begin Excerpted records
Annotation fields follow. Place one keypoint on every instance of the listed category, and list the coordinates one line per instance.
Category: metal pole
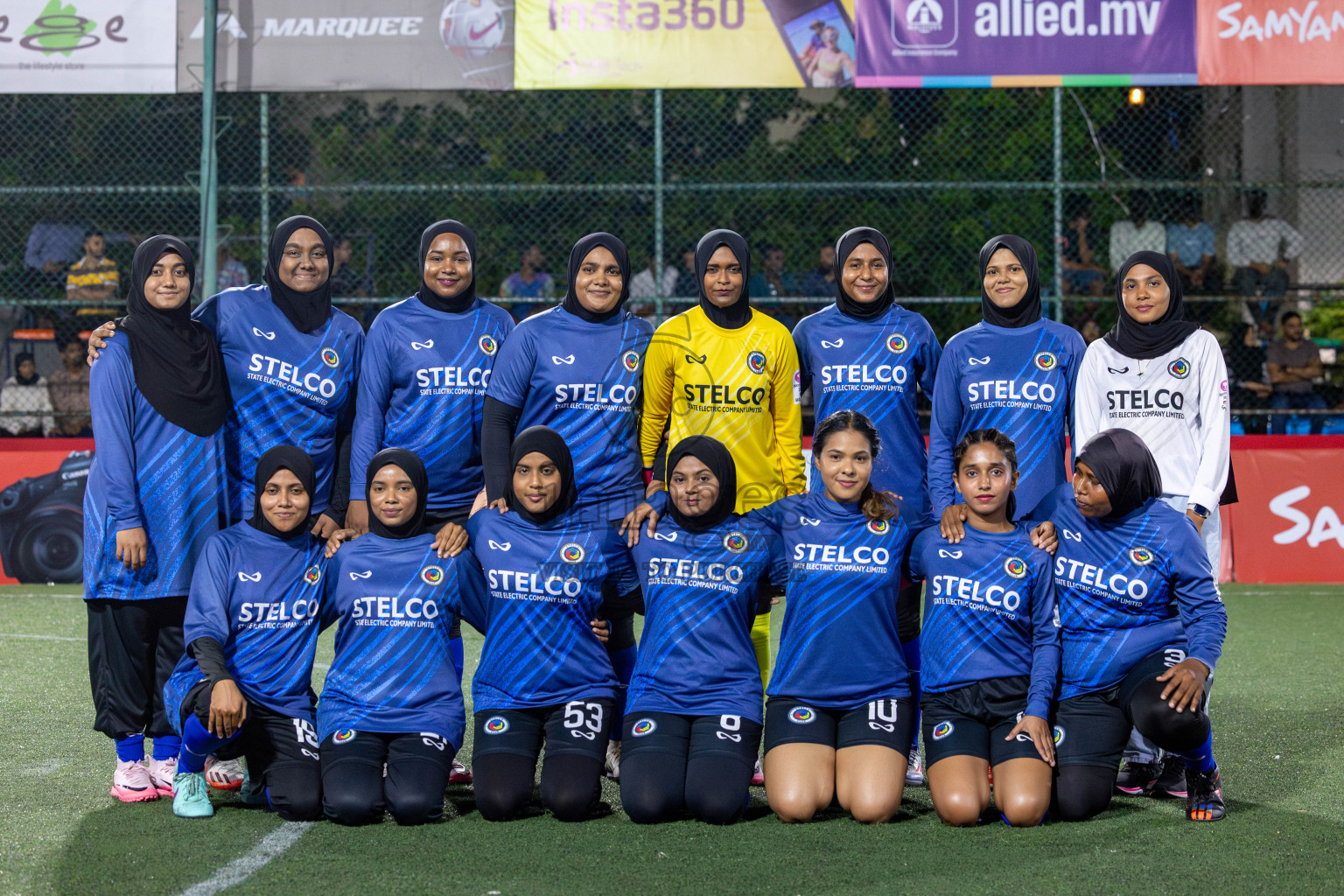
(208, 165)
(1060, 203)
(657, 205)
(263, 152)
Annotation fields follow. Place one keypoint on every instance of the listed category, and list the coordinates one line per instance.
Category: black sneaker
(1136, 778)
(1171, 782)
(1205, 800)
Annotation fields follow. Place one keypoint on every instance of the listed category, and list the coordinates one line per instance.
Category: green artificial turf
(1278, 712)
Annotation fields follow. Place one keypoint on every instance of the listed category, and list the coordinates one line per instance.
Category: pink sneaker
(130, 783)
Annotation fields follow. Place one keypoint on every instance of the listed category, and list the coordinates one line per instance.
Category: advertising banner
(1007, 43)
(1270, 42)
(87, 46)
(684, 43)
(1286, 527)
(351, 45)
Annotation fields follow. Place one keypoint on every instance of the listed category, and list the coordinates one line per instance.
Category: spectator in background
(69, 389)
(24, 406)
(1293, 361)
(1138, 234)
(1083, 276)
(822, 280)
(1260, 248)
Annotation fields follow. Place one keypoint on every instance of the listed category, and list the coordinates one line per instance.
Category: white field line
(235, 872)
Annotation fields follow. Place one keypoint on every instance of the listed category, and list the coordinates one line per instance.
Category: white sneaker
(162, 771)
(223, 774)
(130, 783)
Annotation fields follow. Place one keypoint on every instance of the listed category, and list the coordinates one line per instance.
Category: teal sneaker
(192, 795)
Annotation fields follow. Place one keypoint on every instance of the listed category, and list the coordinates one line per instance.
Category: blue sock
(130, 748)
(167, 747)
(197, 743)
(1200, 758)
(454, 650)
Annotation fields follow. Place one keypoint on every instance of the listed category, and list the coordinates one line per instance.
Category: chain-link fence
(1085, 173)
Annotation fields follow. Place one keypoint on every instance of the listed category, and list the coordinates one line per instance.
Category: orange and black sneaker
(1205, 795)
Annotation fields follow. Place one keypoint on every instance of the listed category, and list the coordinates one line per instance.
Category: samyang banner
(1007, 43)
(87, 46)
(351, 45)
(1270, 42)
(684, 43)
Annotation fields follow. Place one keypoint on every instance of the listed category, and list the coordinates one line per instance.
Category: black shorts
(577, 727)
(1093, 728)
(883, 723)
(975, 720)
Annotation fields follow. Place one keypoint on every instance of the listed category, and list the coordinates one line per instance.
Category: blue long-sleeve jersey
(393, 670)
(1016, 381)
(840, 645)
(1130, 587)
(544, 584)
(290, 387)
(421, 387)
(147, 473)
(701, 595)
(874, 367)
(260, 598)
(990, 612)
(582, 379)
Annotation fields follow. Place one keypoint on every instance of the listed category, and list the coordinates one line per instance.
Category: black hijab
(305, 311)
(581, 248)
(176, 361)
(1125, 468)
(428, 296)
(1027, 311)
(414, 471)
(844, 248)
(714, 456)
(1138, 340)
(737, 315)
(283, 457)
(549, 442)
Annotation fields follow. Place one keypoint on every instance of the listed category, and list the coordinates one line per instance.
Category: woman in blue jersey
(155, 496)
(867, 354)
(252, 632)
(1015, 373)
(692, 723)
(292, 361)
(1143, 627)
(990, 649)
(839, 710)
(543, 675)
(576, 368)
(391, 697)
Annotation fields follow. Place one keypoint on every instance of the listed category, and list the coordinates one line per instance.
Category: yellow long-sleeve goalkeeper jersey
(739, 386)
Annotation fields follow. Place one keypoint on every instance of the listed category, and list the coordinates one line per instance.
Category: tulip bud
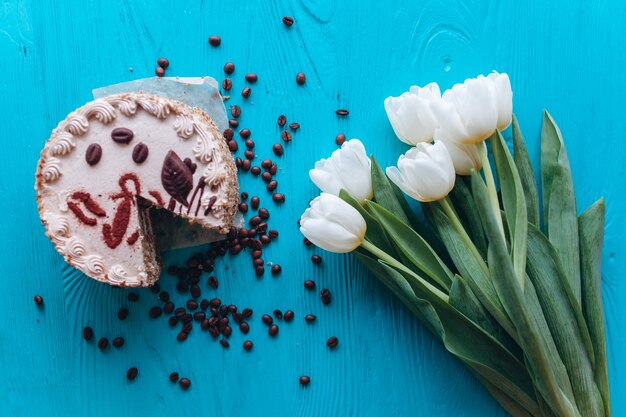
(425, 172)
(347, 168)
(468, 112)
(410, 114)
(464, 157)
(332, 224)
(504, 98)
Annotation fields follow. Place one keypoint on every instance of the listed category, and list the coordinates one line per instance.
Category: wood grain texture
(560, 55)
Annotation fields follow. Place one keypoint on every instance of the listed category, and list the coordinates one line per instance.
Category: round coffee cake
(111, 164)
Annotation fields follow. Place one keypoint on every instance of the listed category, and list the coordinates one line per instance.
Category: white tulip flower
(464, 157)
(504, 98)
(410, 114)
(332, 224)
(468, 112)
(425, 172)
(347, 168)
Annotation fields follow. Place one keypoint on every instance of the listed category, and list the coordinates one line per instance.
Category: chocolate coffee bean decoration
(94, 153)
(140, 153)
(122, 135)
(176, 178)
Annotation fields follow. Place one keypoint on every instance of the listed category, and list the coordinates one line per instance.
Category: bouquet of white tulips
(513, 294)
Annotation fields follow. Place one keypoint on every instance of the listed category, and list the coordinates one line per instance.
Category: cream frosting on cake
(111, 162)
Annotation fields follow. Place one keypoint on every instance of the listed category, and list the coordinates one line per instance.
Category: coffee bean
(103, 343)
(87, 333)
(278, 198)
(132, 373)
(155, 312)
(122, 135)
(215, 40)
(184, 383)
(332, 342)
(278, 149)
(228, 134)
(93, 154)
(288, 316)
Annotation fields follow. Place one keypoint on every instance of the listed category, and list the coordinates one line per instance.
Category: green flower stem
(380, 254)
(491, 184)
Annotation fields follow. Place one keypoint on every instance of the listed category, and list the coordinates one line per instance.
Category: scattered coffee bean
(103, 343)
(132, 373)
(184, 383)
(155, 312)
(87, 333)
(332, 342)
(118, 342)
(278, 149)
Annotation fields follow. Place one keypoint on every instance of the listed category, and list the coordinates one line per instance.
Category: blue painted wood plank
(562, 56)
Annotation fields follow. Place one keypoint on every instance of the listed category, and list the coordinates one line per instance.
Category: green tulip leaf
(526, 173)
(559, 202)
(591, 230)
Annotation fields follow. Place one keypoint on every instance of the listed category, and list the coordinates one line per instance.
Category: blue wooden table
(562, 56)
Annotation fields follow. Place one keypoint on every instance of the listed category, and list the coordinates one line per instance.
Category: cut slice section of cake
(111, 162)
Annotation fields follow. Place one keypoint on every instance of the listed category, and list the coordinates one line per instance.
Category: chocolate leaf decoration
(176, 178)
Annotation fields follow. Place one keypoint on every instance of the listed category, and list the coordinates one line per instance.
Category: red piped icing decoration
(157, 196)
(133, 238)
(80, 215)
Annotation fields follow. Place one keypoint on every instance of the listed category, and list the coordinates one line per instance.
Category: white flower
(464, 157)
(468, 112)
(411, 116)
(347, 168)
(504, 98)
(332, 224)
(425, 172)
end Excerpted records
begin Excerpted records
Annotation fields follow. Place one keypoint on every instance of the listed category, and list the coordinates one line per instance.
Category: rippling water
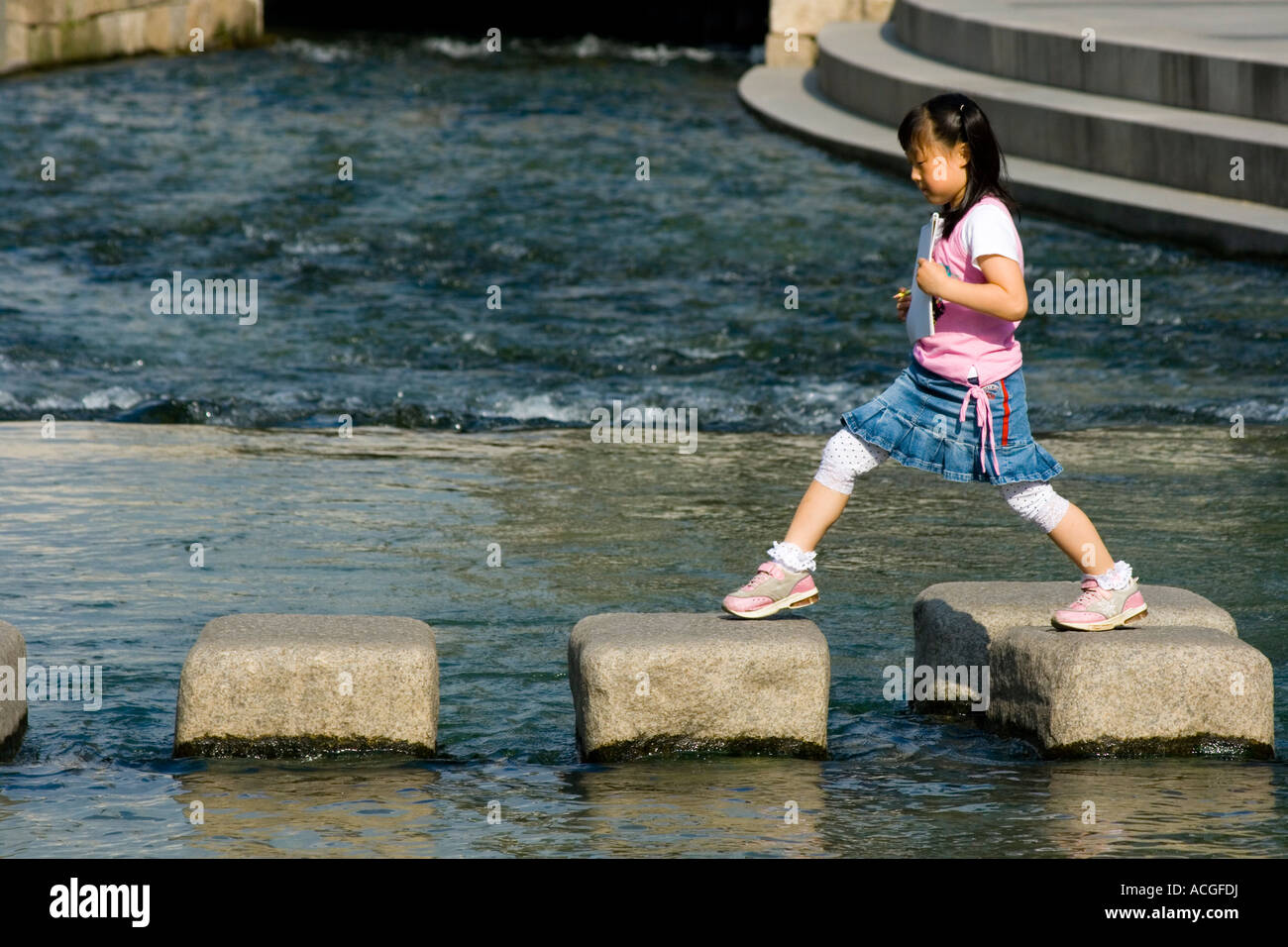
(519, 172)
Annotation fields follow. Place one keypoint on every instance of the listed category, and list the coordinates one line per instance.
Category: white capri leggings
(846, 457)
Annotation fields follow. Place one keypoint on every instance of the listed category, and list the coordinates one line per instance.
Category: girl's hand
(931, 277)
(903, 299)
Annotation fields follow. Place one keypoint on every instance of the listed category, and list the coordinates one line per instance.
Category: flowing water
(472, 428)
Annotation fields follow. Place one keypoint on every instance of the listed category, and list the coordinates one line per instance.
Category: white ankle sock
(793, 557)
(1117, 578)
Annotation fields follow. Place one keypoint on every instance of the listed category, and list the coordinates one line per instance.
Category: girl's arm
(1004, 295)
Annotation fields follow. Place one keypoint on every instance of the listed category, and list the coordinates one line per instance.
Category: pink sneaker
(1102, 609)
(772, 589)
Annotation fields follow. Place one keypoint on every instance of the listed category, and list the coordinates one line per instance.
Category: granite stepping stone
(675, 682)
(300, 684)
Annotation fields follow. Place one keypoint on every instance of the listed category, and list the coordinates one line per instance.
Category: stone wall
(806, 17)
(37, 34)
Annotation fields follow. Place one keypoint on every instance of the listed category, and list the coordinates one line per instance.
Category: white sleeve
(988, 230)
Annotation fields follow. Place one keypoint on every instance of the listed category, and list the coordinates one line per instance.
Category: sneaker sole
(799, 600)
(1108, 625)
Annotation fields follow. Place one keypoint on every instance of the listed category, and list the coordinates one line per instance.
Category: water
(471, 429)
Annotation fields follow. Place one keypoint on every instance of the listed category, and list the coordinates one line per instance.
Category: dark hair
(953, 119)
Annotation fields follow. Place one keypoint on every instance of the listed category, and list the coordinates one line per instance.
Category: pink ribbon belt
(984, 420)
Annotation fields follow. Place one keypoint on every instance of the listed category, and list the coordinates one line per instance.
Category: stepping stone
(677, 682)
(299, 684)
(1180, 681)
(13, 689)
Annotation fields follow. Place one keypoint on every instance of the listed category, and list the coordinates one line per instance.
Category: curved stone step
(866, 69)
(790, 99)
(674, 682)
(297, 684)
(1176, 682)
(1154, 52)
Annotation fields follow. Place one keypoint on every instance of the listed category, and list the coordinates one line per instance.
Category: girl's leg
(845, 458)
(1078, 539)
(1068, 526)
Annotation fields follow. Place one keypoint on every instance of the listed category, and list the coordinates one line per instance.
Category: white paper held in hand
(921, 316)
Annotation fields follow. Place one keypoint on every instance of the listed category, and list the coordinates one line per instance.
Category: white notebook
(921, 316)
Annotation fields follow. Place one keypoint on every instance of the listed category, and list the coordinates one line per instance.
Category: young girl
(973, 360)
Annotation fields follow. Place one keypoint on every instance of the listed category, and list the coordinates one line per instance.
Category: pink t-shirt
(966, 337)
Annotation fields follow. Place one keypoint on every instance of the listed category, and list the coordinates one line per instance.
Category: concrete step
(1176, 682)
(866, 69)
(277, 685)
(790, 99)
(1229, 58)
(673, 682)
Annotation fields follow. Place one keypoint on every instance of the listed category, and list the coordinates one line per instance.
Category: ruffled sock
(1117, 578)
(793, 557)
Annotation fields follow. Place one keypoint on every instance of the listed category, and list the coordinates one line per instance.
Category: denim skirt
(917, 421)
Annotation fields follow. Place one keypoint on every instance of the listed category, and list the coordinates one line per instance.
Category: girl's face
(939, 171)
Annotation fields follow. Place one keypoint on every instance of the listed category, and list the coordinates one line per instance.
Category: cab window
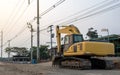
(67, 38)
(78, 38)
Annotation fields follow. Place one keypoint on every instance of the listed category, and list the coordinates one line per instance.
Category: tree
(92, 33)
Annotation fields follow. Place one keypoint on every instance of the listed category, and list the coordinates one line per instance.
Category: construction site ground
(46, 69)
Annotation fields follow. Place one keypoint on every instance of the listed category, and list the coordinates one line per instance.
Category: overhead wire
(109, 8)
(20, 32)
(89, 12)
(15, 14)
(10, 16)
end Excerpted records
### Given problem
How many lines in the records above contain the string "water"? Reply with the number alone.

### Reply to the exercise
3